-- Exercise brief --
Quote every line of the items below word for word.

[Saved entries]

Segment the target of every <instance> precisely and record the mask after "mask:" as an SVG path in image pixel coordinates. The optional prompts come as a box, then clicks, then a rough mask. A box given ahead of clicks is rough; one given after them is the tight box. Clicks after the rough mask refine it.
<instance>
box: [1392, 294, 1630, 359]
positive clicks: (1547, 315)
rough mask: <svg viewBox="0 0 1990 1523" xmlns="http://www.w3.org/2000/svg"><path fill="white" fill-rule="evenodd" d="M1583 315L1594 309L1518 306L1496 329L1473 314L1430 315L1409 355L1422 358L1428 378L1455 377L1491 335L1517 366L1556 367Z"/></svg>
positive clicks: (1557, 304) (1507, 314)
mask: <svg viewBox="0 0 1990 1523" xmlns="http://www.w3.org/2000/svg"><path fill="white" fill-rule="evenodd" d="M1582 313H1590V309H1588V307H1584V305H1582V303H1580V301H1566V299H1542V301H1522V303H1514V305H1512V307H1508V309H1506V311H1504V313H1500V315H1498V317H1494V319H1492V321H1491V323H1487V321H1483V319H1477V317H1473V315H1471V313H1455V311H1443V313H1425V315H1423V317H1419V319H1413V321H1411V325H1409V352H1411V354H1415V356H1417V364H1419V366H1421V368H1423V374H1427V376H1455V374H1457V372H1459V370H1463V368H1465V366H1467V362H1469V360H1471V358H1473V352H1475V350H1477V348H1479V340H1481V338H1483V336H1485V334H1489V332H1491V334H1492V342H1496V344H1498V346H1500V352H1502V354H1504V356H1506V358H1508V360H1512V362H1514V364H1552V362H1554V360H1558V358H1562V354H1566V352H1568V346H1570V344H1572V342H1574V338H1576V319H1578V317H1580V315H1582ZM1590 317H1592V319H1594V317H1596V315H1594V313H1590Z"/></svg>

-- Your solution --
Segment the target of every <instance> precisely and record the mask after "mask:" as an SVG path in image pixel coordinates. The optional prompts come as a box, then clicks, then a rough mask. A box given ahead of clicks is rough; one given after them is the tight box. Clicks after the rough mask refine it.
<instance>
box: [1392, 294, 1630, 359]
positive clicks: (1547, 315)
rough mask: <svg viewBox="0 0 1990 1523" xmlns="http://www.w3.org/2000/svg"><path fill="white" fill-rule="evenodd" d="M1583 315L1594 309L1518 306L1496 329L1473 314L1430 315L1409 355L1422 358L1428 378L1455 377L1491 335L1517 366L1556 367Z"/></svg>
positive clicks: (1557, 304) (1507, 314)
mask: <svg viewBox="0 0 1990 1523" xmlns="http://www.w3.org/2000/svg"><path fill="white" fill-rule="evenodd" d="M1582 313H1590V309H1588V307H1584V305H1582V303H1580V301H1566V299H1542V301H1522V303H1514V305H1512V307H1508V309H1506V311H1504V313H1500V315H1498V317H1494V319H1492V321H1491V323H1487V321H1483V319H1477V317H1473V315H1471V313H1455V311H1443V313H1425V315H1423V317H1419V319H1413V321H1411V325H1409V352H1411V354H1415V356H1417V364H1419V366H1421V368H1423V374H1427V376H1455V374H1457V372H1459V370H1463V368H1465V366H1467V362H1469V360H1471V358H1473V352H1475V350H1477V348H1479V340H1481V338H1483V336H1485V334H1489V332H1491V334H1492V342H1496V344H1498V346H1500V352H1502V354H1504V356H1506V358H1508V360H1512V362H1514V364H1552V362H1554V360H1558V358H1562V354H1566V352H1568V346H1570V344H1572V342H1574V338H1576V319H1578V317H1580V315H1582ZM1590 317H1592V319H1594V317H1596V315H1594V313H1590Z"/></svg>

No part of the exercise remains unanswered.